EXCERPT.
Priorities USA Action, a Democratic “SuperPAC,” today released this campaign ad to counteract ads from Crossroads GPS, the 501(c)(4) arm of American Crossroads, a conservative non-profit political organization founded by Ed Gillespie and Karl Rove:
Compare it to the first in the series of Crossroads GPS ads:
The difference between the two is pretty readily apparent. Whereas the Crossroads GPS ad relies on outside sources (NBC’s “Meet the Press” and quotes from President Obama himself, for example) and emphasizes facts, the Priorities USA piece speaks in broad generalities and makes sweeping, unsupported claims.
“We are Americans,” the ad begins. “We know right from wrong and we know the ads blaming President Obama for the economy are ‘politics at its worst.'”
It accuses Republicans of “opposing economic reform at every turn” and predictably suggests the Rep. Paul Ryan (R-Wis.) plan will “essentially end Medicare for future retirees [and] slash education, while giving huge tax breaks to Big Oil and the wealthy.”
But the ad does nothing to actually answer the facts presented in the Crossroads GPS ad: Unemployment up 25 percent (more than 14 million Americans out of work!), the national debt up by 35 percent and gas prices up 104 percent.
Surely the public won’t fall for it, even though Priorities USA designed its ad campaign to target the most crucial constituencies.
A source with knowledge of the spot from Priorities USA told CNN the buy is approximately $750,000, compared to the $5 million spent by Crossroads.
But the source said the conservative buy is spread out over states with “varying levels of competitiveness,” whereas Priorities USA is focused on states the group knows are competitive.
“We never expected we would be able to match Karl Rove dollar-for-dollar but we have a smarter advertising strategy and are running more effective ads,” the source said. “We just formed a couple months ago but will be ramping up our activity especially as we get closer to the end of this year.”
The Democratic SuperPAC itself just launched in April, but clearly aims to be a competitive force in the 2012 elections.

PROBLEMS TO SOLVE.
1. Answer these questions from the article on the competing political ads:
(a) Who founded American Crossroads?
(b) About how much is the Priorities USA ad buy?
(c) In what month did Priorities USA launch?
2. Say whether each statement agrees with the article on the competing political ads. Support each answer with the words from the article that settle it.
(a) The Crossroads GPS ad draws on NBC's "Meet the Press."
(b) Priorities USA spent more on its ad buy than Crossroads did.
(c) The Crossroads GPS ad states that gas prices rose 35 percent.
3. Reproduce the part of the article on the competing political ads from "But the ad does" up to and including "knows are competitive.".

Natural language region descriptions:

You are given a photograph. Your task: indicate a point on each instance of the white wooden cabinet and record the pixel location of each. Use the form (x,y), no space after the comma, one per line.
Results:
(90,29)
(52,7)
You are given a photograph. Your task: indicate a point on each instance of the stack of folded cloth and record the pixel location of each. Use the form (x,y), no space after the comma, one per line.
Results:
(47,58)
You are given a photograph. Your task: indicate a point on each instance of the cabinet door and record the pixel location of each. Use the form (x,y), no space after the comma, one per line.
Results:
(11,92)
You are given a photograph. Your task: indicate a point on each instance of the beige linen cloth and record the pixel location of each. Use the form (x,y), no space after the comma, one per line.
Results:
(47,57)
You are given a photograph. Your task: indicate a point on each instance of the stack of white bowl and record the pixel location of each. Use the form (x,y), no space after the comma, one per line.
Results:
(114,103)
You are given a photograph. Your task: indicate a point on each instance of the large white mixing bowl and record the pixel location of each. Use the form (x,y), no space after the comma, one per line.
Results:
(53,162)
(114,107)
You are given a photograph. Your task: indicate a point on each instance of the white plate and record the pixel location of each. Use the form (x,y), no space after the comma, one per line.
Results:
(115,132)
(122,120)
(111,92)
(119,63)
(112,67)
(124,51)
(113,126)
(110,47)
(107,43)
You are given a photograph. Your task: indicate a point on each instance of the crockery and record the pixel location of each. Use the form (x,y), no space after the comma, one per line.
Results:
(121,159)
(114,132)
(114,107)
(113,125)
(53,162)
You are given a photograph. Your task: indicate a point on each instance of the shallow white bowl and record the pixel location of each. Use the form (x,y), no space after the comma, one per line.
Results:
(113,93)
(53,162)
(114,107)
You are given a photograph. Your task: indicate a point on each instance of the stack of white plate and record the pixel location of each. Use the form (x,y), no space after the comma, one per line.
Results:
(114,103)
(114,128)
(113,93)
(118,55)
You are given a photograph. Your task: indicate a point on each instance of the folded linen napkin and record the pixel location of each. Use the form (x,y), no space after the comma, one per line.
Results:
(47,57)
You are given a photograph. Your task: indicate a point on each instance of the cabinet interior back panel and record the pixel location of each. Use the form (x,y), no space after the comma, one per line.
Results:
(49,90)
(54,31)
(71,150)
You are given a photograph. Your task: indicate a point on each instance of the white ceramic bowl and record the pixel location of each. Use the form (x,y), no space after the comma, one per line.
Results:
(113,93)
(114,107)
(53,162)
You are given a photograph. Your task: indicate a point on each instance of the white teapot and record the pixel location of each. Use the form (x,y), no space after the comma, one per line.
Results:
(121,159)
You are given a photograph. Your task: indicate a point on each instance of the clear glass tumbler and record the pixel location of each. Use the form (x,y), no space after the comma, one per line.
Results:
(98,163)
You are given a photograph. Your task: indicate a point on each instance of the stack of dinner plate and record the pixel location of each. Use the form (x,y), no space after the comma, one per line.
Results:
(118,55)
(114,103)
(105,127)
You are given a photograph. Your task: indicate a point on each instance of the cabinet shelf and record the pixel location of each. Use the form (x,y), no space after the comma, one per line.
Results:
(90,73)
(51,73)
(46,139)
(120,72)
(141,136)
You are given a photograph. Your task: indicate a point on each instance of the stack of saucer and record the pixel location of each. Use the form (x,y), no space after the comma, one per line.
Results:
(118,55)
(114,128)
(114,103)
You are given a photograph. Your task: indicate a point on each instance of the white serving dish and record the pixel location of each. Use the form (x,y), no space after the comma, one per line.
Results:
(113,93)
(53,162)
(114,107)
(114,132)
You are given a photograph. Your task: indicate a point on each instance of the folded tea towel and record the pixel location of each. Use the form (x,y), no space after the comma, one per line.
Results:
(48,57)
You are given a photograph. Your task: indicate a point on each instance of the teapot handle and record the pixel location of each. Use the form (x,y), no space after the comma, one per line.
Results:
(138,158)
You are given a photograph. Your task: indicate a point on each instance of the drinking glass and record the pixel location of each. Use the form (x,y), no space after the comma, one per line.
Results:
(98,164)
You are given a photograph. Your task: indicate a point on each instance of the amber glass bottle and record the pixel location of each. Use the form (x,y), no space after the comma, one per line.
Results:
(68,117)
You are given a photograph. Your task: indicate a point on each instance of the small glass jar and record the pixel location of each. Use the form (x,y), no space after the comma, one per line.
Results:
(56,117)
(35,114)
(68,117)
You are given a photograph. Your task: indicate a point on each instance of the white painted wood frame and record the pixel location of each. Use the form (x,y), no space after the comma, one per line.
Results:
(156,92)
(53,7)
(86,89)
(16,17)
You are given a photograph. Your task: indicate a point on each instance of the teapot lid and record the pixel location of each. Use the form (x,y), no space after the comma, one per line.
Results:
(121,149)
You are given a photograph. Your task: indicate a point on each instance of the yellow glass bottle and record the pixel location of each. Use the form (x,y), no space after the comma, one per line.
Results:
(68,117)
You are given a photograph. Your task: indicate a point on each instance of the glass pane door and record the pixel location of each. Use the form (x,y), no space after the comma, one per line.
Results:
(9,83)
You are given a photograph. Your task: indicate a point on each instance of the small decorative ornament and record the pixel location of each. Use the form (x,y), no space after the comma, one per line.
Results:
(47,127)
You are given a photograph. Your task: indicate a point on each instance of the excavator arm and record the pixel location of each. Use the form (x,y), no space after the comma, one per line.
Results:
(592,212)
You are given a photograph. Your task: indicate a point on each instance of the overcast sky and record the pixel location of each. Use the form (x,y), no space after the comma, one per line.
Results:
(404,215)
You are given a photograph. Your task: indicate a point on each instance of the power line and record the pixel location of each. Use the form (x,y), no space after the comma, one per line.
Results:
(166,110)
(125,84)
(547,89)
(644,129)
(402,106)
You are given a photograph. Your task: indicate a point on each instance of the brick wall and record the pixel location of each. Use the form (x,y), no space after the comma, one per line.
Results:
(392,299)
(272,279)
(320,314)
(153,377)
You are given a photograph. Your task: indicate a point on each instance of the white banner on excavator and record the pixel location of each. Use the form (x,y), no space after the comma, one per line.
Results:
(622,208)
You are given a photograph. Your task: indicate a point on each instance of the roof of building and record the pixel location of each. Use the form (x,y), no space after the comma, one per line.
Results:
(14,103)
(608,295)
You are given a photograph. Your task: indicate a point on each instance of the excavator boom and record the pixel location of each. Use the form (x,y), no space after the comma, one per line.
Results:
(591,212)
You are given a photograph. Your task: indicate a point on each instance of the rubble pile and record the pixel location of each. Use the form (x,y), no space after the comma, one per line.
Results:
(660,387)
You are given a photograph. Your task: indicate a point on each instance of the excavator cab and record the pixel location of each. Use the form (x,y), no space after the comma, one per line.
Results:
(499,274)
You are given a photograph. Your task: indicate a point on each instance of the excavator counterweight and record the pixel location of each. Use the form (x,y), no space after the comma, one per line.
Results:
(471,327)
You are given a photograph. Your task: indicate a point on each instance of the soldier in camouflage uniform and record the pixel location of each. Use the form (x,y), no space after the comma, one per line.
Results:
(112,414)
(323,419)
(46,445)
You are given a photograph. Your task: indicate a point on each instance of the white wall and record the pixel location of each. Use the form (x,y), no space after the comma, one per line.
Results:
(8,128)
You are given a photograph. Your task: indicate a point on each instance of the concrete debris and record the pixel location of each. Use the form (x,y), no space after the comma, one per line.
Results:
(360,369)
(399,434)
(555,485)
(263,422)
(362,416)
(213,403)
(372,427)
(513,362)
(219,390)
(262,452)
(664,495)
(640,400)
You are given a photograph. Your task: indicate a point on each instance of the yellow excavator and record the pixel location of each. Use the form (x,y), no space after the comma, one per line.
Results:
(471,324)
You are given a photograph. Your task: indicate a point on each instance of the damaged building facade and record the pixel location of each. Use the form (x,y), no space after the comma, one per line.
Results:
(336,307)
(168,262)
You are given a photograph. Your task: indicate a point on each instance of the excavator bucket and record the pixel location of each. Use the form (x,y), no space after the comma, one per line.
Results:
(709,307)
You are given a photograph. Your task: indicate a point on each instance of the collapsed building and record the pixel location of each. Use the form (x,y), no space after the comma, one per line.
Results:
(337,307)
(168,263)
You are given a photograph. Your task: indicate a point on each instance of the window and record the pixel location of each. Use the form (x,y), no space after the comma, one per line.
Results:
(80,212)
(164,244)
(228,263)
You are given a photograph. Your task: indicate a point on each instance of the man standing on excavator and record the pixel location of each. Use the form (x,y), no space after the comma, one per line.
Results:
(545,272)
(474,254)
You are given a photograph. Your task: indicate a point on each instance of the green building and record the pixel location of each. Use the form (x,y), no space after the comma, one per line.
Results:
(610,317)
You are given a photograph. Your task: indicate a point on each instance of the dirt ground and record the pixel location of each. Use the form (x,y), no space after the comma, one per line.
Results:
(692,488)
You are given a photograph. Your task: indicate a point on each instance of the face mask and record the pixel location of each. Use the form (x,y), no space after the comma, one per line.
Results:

ANSWER SECTION.
1.
(a) Ed Gillespie and Karl Rove
(b) About $750,000
(c) April

2.
(a) Yes: "the Crossroads GPS ad relies on outside sources (NBC’s “Meet the Press” and quotes from President Obama himself, for example)"
(b) No: "the buy is approximately $750,000, compared to the $5 million spent by Crossroads"
(c) No: "the national debt up by 35 percent and gas prices up 104 percent"

3.
But the ad does nothing to actually answer the facts presented in the Crossroads GPS ad: Unemployment up 25 percent (more than 14 million Americans out of work!), the national debt up by 35 percent and gas prices up 104 percent.
Surely the public won’t fall for it, even though Priorities USA designed its ad campaign to target the most crucial constituencies.
A source with knowledge of the spot from Priorities USA told CNN the buy is approximately $750,000, compared to the $5 million spent by Crossroads.
But the source said the conservative buy is spread out over states with “varying levels of competitiveness,” whereas Priorities USA is focused on states the group knows are competitive.